What is needed: Rewrite every item below as a numbered list, leaving out any blank lines.

(Rows from a box labeling dataset)
---
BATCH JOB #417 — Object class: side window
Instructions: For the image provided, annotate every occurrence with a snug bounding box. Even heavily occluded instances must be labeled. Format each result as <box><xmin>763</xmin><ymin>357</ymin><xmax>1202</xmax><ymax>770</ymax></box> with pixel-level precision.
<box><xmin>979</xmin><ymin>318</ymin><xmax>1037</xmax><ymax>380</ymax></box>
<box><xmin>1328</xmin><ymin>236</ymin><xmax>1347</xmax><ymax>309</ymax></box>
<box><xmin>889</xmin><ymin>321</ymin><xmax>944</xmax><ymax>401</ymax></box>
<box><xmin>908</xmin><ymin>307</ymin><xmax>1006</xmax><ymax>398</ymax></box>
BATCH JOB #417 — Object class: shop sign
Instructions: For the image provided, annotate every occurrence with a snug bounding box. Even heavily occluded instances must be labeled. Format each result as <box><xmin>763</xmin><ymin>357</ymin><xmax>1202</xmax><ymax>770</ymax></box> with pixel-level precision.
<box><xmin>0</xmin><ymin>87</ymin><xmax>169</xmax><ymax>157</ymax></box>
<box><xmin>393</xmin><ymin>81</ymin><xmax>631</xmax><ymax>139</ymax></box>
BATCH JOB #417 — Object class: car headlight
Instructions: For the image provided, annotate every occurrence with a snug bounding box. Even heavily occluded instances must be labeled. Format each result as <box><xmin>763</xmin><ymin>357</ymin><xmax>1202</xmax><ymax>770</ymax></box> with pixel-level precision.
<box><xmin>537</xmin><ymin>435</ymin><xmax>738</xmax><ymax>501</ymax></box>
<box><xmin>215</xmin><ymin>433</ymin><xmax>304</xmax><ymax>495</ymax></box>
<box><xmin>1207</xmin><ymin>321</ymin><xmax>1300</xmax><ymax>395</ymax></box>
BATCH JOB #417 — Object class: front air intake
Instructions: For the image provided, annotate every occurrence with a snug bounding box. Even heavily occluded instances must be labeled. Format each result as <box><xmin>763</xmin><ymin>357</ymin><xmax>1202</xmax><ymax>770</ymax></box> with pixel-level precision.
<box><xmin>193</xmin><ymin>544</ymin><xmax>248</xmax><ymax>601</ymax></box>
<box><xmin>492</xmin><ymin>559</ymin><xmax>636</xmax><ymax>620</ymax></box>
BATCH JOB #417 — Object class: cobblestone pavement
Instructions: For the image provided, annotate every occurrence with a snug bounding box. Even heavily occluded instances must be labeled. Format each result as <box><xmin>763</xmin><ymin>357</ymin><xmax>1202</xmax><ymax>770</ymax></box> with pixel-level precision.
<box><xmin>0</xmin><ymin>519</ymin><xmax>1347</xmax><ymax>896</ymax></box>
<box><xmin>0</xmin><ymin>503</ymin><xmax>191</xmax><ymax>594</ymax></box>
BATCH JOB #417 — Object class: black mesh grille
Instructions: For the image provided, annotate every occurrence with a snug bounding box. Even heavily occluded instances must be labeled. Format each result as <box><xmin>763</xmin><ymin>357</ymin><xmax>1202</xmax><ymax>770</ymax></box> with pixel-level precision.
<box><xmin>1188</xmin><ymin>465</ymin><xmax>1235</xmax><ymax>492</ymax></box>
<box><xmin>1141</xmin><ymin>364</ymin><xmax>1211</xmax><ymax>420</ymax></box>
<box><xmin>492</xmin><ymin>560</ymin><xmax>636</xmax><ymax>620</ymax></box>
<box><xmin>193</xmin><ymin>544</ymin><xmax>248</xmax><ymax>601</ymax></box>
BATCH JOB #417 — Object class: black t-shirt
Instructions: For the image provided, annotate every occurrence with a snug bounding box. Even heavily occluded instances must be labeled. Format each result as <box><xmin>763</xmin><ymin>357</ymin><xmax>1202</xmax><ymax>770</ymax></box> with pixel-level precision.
---
Written response:
1. BATCH JOB #417 — Object class: side window
2. Instructions: For the image provided, annotate every occurrence with a snug bounding box. Even heavily occluded instances must be labeled. Format each result as <box><xmin>763</xmin><ymin>357</ymin><xmax>1202</xmax><ymax>770</ymax></box> with pixel-level precision.
3. <box><xmin>979</xmin><ymin>318</ymin><xmax>1037</xmax><ymax>380</ymax></box>
4. <box><xmin>1328</xmin><ymin>236</ymin><xmax>1347</xmax><ymax>309</ymax></box>
5. <box><xmin>889</xmin><ymin>321</ymin><xmax>944</xmax><ymax>401</ymax></box>
6. <box><xmin>908</xmin><ymin>307</ymin><xmax>1006</xmax><ymax>398</ymax></box>
7. BATCH JOB #417 — Object class: shop sign
8. Instructions: For the image provided, annotate every occurrence with a snug bounding box. Even heavily occluded instances must be labeled. Format each result as <box><xmin>763</xmin><ymin>357</ymin><xmax>1202</xmax><ymax>770</ymax></box> with pixel-level precision.
9. <box><xmin>0</xmin><ymin>87</ymin><xmax>169</xmax><ymax>157</ymax></box>
10. <box><xmin>393</xmin><ymin>81</ymin><xmax>631</xmax><ymax>139</ymax></box>
11. BATCH JOB #417 — Object class: car headlight
12. Instructions: For the image provided, annotate every occurrence with a snug bounding box. Even heavily occluded instances must be labeled. Format each result as <box><xmin>763</xmin><ymin>357</ymin><xmax>1202</xmax><ymax>770</ymax></box> with pixel-level precision.
13. <box><xmin>537</xmin><ymin>435</ymin><xmax>738</xmax><ymax>501</ymax></box>
14. <box><xmin>215</xmin><ymin>433</ymin><xmax>304</xmax><ymax>495</ymax></box>
15. <box><xmin>1207</xmin><ymin>321</ymin><xmax>1300</xmax><ymax>395</ymax></box>
16. BATCH JOB #417 — Object class: front air intake
17. Instructions: For the image provided, annotate every occurrence with a snug bounding box. Even heavily occluded instances must be labeled. Format each result as <box><xmin>763</xmin><ymin>357</ymin><xmax>1202</xmax><ymax>770</ymax></box> with pixel-level precision.
18. <box><xmin>193</xmin><ymin>544</ymin><xmax>248</xmax><ymax>601</ymax></box>
19. <box><xmin>492</xmin><ymin>559</ymin><xmax>636</xmax><ymax>620</ymax></box>
20. BATCH JOB #417 — Object class: cobblestone pavement
21. Instructions: For the image provided, annotate every occurrence with a snug bounding box. Even heavily occluded instances must be labeled. Format each result as <box><xmin>763</xmin><ymin>357</ymin><xmax>1202</xmax><ymax>770</ymax></box> with pixel-level precision.
22. <box><xmin>0</xmin><ymin>519</ymin><xmax>1347</xmax><ymax>896</ymax></box>
23. <box><xmin>0</xmin><ymin>503</ymin><xmax>191</xmax><ymax>594</ymax></box>
24. BATCH JOB #417 — Object class: black mesh grille
25. Instructions: For the image provided, annotate every occurrence with a snug bounding box. Even heavily occluded instances must be labeled. Format each result as <box><xmin>763</xmin><ymin>357</ymin><xmax>1202</xmax><ymax>770</ymax></box> with pixel-level precision.
26. <box><xmin>1188</xmin><ymin>465</ymin><xmax>1235</xmax><ymax>492</ymax></box>
27. <box><xmin>1141</xmin><ymin>364</ymin><xmax>1211</xmax><ymax>420</ymax></box>
28. <box><xmin>492</xmin><ymin>560</ymin><xmax>636</xmax><ymax>620</ymax></box>
29. <box><xmin>193</xmin><ymin>544</ymin><xmax>248</xmax><ymax>601</ymax></box>
30. BATCH JOB #417 — Object class: black t-shirt
31. Instructions: For the image provided, annotate every occurrence with a snug bounding box. Even heavily occluded instances must be labeled. Format each result as <box><xmin>763</xmin><ymin>357</ymin><xmax>1202</xmax><ymax>770</ymax></box> with pixel-level precision.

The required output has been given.